═══ PASSAGE ═══

Thermodynamics - Arbitrary Paths

Introduction

A month or two into my introductory thermodynamics course, our professor told us to "create your own thermodynamic cycle and find its efficiency". I don't know what compelled me, but I drew a circle on my PV diagram:

It looked like this.

I then realized I hadn't been equipped to find the efficiency of this frustratingly simple shape. Undergraduate thermodynamics only discusses a few types of processes: isobaric, isochoric, isothermal, adiabatic, and isentropic. And that's good enough for most practical purposes! It's hard to design a mechanism that doesn't approximately realize one of those sorts of paths.

But I went ahead and did it anyway, and it ended up feeling educational. At any rate, it's a cute problem!

The Pressure-Volume (P-V) Plane

If a system is in thermodynamic equilibrium (it has homogeneous macroscale thermal properties), we can talk about its pressure (P) and volume (V). These two state variables are not always sufficient to describe a system, but they are useful to consider because they are closely related to mechanical work. This is evident with some dimensional analysis:

\[ [\textrm{Pressure}][\textrm{Volume}]=\left(\frac{\textrm{Newtons}}{\textrm{m}^2}\right)\left(\textrm{m}^3\right) = (\textrm{Newton})(\textrm{m}) = \textrm{Joule} = [\textrm{Work}]\]

The equivalence above is fairly intuitive; if we compress some gas with constant pressure \( P \) by some amount \( \Delta V \), we must be doing some work \(W=P\Delta V\) on it. However, most of the time, changing a system's volume will also change its pressure, and the relationship between P and V is dependent on the heat allowed to flow in or out of the system. To visualize this, we make a parametric plot in P and V of the system as it changes over time:

An example PV diagram of an arbitrary thermodynamic process.

═══ DATA ═══

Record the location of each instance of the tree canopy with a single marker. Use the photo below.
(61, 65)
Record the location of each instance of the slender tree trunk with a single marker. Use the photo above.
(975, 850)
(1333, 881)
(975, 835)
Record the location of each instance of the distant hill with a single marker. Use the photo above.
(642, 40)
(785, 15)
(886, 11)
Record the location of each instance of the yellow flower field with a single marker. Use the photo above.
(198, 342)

═══
═══ DATA ═══

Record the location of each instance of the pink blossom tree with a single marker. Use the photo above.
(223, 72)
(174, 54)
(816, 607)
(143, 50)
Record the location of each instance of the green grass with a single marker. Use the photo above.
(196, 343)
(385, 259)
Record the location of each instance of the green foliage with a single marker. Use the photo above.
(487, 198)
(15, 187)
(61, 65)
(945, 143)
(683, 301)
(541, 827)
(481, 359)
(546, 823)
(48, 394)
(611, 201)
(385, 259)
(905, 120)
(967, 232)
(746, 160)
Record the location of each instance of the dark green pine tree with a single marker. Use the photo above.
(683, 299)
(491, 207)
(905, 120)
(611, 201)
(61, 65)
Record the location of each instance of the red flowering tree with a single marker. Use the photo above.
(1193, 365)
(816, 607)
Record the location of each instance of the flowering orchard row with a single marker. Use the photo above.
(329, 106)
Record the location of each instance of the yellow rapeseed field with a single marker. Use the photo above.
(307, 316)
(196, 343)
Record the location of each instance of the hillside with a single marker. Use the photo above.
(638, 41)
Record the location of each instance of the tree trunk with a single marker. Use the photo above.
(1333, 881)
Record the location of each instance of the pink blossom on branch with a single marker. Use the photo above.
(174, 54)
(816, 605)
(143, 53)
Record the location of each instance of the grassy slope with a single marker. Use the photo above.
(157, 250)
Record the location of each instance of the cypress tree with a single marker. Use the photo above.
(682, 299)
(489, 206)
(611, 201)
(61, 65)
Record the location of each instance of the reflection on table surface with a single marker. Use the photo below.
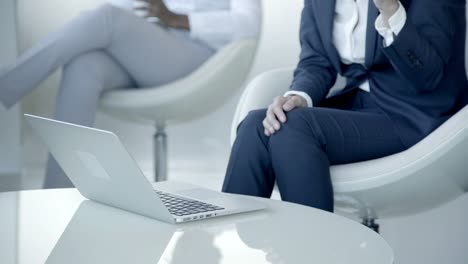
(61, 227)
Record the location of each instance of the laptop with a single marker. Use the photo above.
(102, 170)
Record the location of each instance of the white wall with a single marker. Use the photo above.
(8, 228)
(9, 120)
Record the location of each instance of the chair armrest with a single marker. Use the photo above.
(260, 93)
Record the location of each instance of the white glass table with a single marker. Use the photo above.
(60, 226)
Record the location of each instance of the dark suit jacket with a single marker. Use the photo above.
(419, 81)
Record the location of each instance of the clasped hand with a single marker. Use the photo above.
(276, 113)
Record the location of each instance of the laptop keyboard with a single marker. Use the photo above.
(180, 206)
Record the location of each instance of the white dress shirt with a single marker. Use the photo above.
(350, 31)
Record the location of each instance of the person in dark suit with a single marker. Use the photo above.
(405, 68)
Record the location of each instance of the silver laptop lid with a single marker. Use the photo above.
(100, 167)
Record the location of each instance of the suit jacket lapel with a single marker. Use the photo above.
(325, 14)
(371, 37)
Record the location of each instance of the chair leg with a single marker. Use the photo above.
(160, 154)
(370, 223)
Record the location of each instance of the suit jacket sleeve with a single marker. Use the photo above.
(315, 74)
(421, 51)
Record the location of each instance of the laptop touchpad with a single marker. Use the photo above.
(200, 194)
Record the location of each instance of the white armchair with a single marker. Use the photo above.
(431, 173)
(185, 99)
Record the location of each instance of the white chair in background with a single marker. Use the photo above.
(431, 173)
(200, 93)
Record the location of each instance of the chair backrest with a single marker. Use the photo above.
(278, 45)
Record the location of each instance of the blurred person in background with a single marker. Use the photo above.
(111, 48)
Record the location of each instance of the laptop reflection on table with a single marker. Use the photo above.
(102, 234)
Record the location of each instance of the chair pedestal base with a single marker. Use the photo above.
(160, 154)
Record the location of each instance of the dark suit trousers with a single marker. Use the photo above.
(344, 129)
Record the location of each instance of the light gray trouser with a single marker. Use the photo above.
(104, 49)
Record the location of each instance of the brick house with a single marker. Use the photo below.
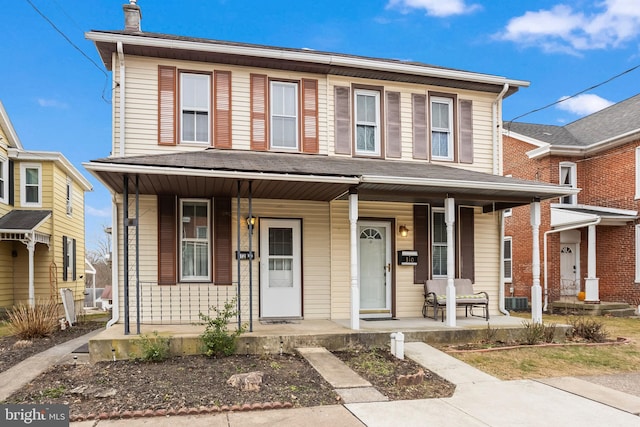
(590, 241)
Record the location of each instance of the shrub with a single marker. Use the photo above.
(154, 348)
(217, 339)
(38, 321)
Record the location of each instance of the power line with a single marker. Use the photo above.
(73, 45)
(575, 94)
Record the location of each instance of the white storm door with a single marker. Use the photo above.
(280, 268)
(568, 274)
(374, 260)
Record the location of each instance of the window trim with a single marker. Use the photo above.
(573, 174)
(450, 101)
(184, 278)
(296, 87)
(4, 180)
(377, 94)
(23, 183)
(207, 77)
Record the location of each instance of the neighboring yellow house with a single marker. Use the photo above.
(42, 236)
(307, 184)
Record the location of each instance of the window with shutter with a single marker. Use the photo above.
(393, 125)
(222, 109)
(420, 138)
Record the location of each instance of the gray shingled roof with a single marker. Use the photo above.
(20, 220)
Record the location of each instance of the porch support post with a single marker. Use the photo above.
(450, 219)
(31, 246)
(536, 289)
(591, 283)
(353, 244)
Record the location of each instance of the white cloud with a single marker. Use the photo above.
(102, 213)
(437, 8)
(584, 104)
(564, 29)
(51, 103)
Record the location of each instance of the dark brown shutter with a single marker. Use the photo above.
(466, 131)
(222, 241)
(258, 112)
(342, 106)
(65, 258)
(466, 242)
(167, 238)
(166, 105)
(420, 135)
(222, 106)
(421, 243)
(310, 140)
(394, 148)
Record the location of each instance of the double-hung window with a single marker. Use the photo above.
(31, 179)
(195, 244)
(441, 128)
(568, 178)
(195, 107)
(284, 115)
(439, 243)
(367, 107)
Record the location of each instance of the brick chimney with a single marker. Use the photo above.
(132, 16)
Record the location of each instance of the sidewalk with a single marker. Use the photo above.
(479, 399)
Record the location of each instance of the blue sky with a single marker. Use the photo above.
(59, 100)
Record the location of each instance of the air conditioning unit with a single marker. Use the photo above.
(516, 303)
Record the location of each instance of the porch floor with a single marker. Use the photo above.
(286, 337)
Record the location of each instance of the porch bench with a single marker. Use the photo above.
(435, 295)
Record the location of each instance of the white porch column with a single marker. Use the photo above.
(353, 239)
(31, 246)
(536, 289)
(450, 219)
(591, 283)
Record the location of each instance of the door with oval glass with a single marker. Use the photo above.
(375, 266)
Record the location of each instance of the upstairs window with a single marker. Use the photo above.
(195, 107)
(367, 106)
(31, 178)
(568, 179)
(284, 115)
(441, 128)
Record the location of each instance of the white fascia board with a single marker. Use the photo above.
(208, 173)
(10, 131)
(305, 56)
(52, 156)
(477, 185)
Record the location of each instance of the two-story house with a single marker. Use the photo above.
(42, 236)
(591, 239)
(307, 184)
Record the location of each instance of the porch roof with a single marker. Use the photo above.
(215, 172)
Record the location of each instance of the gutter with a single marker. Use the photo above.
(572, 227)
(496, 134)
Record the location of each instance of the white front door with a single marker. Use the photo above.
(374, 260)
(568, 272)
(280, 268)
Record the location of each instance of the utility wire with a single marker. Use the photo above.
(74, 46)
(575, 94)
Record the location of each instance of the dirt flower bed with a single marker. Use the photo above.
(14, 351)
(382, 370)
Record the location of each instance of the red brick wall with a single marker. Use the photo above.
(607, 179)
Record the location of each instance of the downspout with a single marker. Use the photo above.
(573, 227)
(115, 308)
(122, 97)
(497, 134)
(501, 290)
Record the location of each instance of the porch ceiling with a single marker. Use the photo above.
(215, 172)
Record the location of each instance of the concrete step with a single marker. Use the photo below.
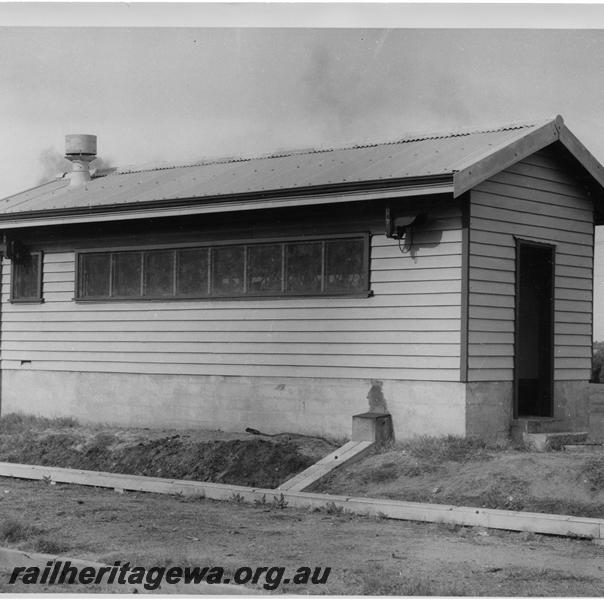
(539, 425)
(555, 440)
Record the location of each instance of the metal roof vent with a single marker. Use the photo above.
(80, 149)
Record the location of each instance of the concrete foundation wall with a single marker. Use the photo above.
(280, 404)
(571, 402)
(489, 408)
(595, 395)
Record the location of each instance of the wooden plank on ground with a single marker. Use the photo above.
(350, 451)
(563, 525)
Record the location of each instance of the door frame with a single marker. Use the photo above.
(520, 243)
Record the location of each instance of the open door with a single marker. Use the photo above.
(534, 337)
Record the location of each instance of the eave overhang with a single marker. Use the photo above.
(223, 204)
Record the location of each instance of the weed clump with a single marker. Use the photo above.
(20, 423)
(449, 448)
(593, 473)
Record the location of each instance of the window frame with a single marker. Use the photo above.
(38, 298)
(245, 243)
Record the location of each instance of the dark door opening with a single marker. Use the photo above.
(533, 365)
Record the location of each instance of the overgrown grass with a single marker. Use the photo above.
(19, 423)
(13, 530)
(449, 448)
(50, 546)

═══

◆ YOUR TASKS ◆
- a) Decide whether each statement agrees with the text on arbitrary thermodynamic paths, answering yes or no and quoting the words of the text that settle it.
(i) The author drew a circle on a PV diagram.
(ii) Pressure and volume are always enough to describe a system.
(iii) Undergraduate thermodynamics covers only a few types of processes.
- b) Using the text on arbitrary thermodynamic paths, answer each question briefly.
(i) What did the professor tell the class to do?
(ii) What unit does the product of pressure and volume reduce to?
(iii) How much work is done when gas at constant pressure P is compressed by an amount ΔV?

◆ RESULTS OF THE TASKS ◆
- a)
(i) Yes: "I drew a circle on my PV diagram"
(ii) No: "These two state variables are not always sufficient to describe a system"
(iii) Yes: "Undergraduate thermodynamics only discusses a few types of processes: isobaric, isochoric, isothermal, adiabatic, and isentropic."

- b)
(i) Create their own thermodynamic cycle and find its efficiency.
(ii) The joule.
(iii) W = PΔV.